» **SHORT TASK**
Gather each line below that contains the word "bear", and copy every such line in full.

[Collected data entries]
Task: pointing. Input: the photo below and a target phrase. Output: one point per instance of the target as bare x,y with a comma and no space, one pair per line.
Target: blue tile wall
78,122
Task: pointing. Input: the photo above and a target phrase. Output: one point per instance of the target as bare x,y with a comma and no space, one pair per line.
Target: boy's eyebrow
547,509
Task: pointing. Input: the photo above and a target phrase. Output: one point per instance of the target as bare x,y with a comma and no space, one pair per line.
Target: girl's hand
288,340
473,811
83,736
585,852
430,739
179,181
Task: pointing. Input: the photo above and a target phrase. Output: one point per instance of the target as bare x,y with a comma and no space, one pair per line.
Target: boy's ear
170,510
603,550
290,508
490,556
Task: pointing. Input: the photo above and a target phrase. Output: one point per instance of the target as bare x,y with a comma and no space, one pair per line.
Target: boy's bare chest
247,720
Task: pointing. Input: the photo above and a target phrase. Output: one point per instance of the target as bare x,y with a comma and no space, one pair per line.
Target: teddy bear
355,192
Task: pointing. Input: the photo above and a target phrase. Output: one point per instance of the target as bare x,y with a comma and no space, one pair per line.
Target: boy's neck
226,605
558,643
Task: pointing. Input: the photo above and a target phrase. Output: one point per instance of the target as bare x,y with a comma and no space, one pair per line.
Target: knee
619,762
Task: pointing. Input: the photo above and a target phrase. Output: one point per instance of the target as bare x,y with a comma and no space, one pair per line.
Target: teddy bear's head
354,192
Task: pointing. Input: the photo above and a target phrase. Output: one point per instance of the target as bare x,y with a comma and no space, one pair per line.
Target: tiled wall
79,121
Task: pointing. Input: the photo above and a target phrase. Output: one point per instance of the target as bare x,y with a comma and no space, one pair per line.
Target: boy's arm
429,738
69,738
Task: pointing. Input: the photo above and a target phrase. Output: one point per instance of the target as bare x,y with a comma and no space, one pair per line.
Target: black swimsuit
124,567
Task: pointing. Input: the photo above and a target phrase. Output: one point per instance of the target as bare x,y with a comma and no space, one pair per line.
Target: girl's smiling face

» **RESULT FOR THIS TASK**
Target: teddy bear
Target: teddy bear's head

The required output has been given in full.